> **READING PASSAGE**:
[Rd] RFC: Kerning, postscript() and pdf()

Mon Oct 13 09:00:13 CEST 2008

Thanks for the feedback.  Two comments

- we have experimental code for all the options, so the work in 
implementing them does not differ greatly.  The long-term maintenance 
costs of having different options is a real consideration, though.
R-devel currently has the options of B (default) and C, but is work in 
progress.

- I estimate that letter-by-letter placement increases the file size for 
text strings by a factor of 6, so this would be significant in a plot with 
a lot of annotations, but not one in which points were labelled by single 
letters.

On Sun, 12 Oct 2008, Duncan Murdoch wrote:

> On 12/10/2008 11:36 AM, Prof Brian Ripley wrote:
>> Ei-ji Nakama has pointed out (from another Japanese user, I believe) that 
>> postscript() and pdf() have not been handling kerning correctly, and this 
>> is a request for opinions about how we should correct it.
>> 
>> Kerning is the adjustment of the spacing between letters from their natural 
>> width, so that for example 'Yo' is usually typeset with the o closer to the 
>> Y than 'Yl' would be.  Kerning is not very well standardized, so that for 
>> example R's default Helvetica and its URW clone (Nimbus Sans) have quite 
>> different ideas of the amount of kerning corrections for 'Yo'. This 
>> matters, because not many people actually see Helvetica when viewing R's 
>> PostScript or PDF output, but rather a similar face like Nimbus Sans or 
>> Arial, or in the case of Acrobat Reader, a not very similar face.  Kerning 
>> is only a feature of some proportionally spaced fonts and so not of Courier 
>> nor CJK fonts.

> **PROBLEMS**:
1. From the kerning post, repeat the passage that begins at the words "- we have experimental" and stop after "real consideration, though.".
2. Translate this sentence from the kerning post into Spanish: "Kerning is the adjustment of the spacing between letters from their natural width, so that for example 'Yo' is usually typeset with the o closer to the Y than 'Yl' would be."
3. Answer these questions from the kerning post:
(a) By what factor is letter-by-letter placement estimated to increase the file size for text strings?
(b) Which options does R-devel currently have?
(c) Which fonts are named as lacking kerning?

> **SOURCE DATA**:
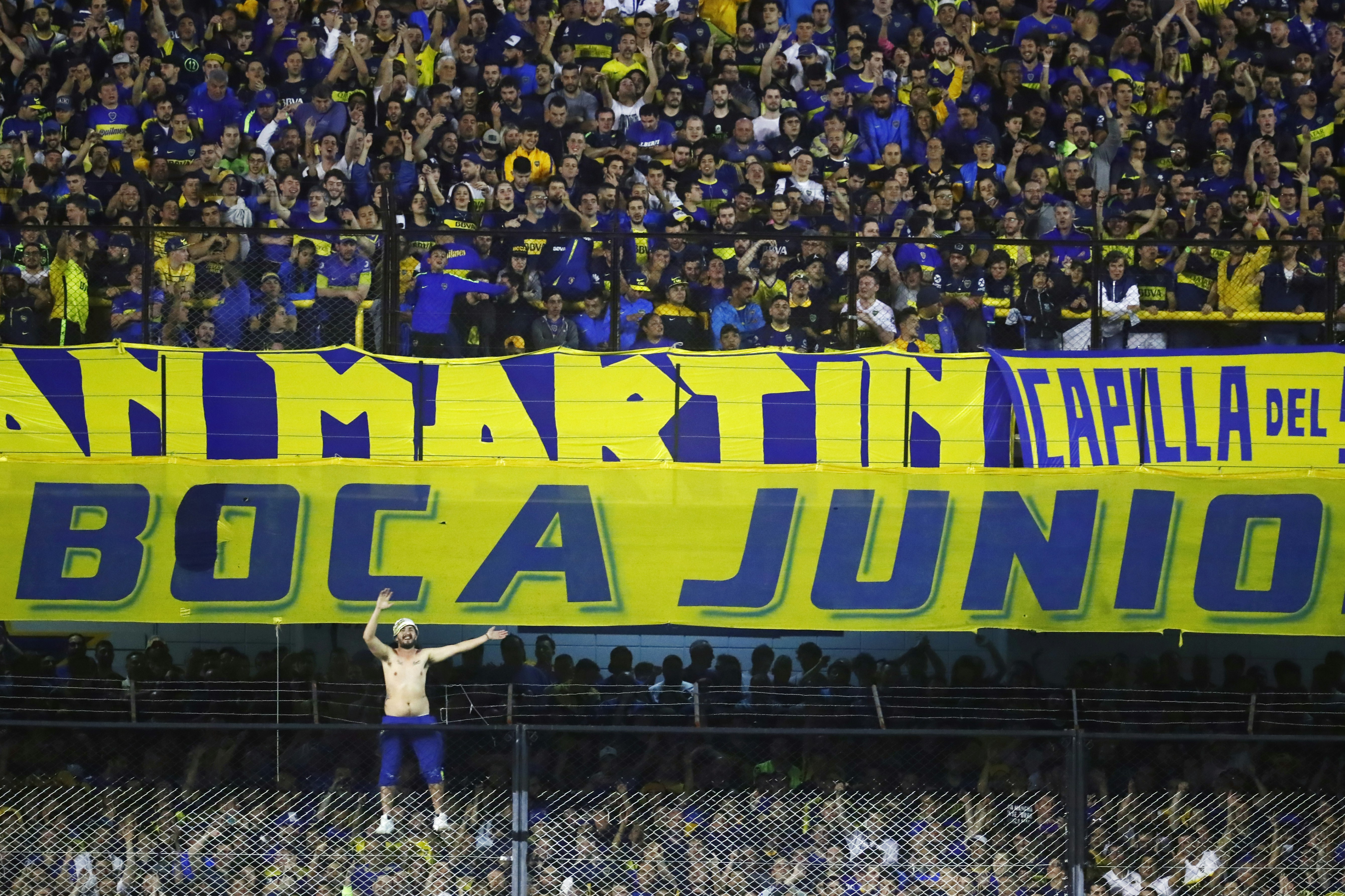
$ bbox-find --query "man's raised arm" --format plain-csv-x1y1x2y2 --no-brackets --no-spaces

> **THE ANSWERS**:
1.
- we have experimental code for all the options, so the work in 
implementing them does not differ greatly.  The long-term maintenance 
costs of having different options is a real consideration, though.

2. El kerning es el ajuste del espaciado entre letras respecto a su anchura natural, de modo que, por ejemplo, 'Yo' suele componerse con la o más cerca de la Y de lo que estaría en 'Yl'.

3.
(a) A factor of 6.
(b) B (the default) and C.
(c) Courier and CJK fonts.